**EXCERPT TO READ**
+++

Wednesday, 4 May 2011

SQLite Pointer Maps pages

This blog post complements and should be read in conjunction with the previous post Carving SQLite databases from unallocated clusters. In that post I looked at the information available within an SQLite database that may assist in carving one from unallocated clusters.

You will remember from the earlier blog post that SQLite databases are divided into equally sized pages and SQLite database files always consist of an exact number of pages. The page size for a database file is determined by the 2 byte integer located at an offset of 16 bytes from the beginning of the database file. The first page in an SQLite database is numbered page 1.

Auto-vacuum capable
Auto-vacuum capable SQLite databases make use of Pointer Map pages along with the other page types detailed in the earlier blog post. It is probably helpful to provide some information about what an auto-vacuum capable database is.

In a non-auto-vacuum-capable SQLite database when information is deleted the pages where it was stored are added to a list of free pages and these pages can be reused the next time data is inserted. Therefore, should data be deleted the file size of the database does not decrease. If a lot of data is deleted and it becomes necessary to shrink the database size the SQL VACUUM command can be run. This has the effect of reorganising the database from scratch and removing any free pages completely, thus making the database smaller.

When Auto-vacuum is enabled all free pages are moved to the end of the database file and the database file is truncated to remove the free pages at every transaction commit, thus removing free pages automatically.

Pointer Map Pages
The purpose of the Pointer Map is to facilitate moving pages from one position in the database file to another as part of auto vacuum. When a page is moved, the pointer in its parent must be updated to point to the new location. Pointer Maps are used to provide a lookup table to quickly determine what a pages parent page is. They only exist within auto-vacuum capable databases, which require the 32 bit integer value, read big endian, stored at byte offset 52 of the database header to be non-zero.

+++

**Dataset entries**
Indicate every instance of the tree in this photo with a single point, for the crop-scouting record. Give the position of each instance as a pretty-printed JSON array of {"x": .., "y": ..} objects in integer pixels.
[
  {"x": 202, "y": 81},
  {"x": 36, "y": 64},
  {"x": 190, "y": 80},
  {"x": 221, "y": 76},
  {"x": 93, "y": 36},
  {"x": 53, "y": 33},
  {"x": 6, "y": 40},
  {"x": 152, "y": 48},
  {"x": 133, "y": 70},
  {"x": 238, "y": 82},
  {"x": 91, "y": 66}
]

+++

**REQUIREMENTS**
**1.** Answer these questions about the post on SQLite pointer map pages:
(a) Where in an SQLite database file is the page size stored, and how many bytes does that integer take up?
(b) When auto-vacuum is enabled, at what point is the database file truncated to remove free pages?
(c) What header value must be non-zero for a database to contain Pointer Maps?
**2.** Turn the paragraph of the post on SQLite pointer map pages that begins "In a non-auto-vacuum-capable SQLite database" into a short bulleted list that keeps its main facts.
**3.** Continue the post on SQLite pointer map pages, picking up after its final sentence about the header value at byte offset 52.

**SOLVED PROBLEMS**
**1.**
(a) The page size is stored in a 2-byte integer at an offset of 16 bytes from the beginning of the database file.
(b) The file is truncated at every transaction commit.
(c) The 32-bit integer, read big endian, at byte offset 52 of the database header must be non-zero.

**2.**
- When data is deleted, the pages that held it go on a list of free pages.
- Those free pages can be reused when new data is inserted.
- As a result, deleting data does not reduce the database file size.
- To shrink the database, the SQL VACUUM command can be run.
- VACUUM rebuilds the database from scratch and removes all free pages, making the file smaller.

**3.**
In auto-vacuum-capable SQLite databases page 2 of the database is always a Pointer Map page. Pointer Map pages store a 5 byte record relating to every page that follows the Pointer Map page. For example if we have an auto-vacuum-capable database that has 24 pages (each of 4096 bytes in size) in total, page 1 will contain the database header and the database schema and the next page, page 2, will be a Pointer Map page. This Pointer Map page will contain a 5 byte record for every one of the remaining 22 pages taking up 110 bytes of space within the page. The first 5 byte record begins at the very beginning of the Pointer Map page and therefore in a 4096 byte page a maximum of 819 (4096/5) records can be stored. If the database has more than 821 pages (when using a page size of 4096 bytes) page 822 would be an additional Pointer Map page that would contain records for the next 819 pages following this second Pointer Map page. Further additional Pointer Map pages can be added in the same way. Pointer Map pages do not store records relating to Pointer Map pages or page 1 of the database.

Pointer Map 5 byte records are structured with 1 byte indicating a Page Type and then 4 bytes, decoded big endian, referencing the parent page number as follows:

  • 0x01 0x00 0x00 0x00 0x00
    This record relates to a B-tree root page which obviously does not have a parent page, hence the page number being indicated as zero.
  • 0x02 0x00 0x00 0x00 0x00
    This record relates to a free page, which also does not have a parent page.
  • 0x03 0xVV 0xVV 0xVV 0xVV (where VV indicates a variable)
    This record relates to the first page in an overflow chain. The parent page number is the number of the B-Tree page containing the B-Tree cell to which the overflow chain belongs.
  • 0x04 0xVV 0xVV 0xVV 0xVV (where VV indicates a variable)
    This record relates to a page that is part of an overflow chain, but not the first page in that chain. The parent page number is the number of the previous page in the overflow chain linked-list.
  • 0x05 0xVV 0xVV 0xVV 0xVV (where VV indicates a variable)
    This record relates to a page that is part of a table or index B-Tree structure, and is not an overflow page or root page. The parent page number is the number of the page containing the parent tree node in the B-Tree structure.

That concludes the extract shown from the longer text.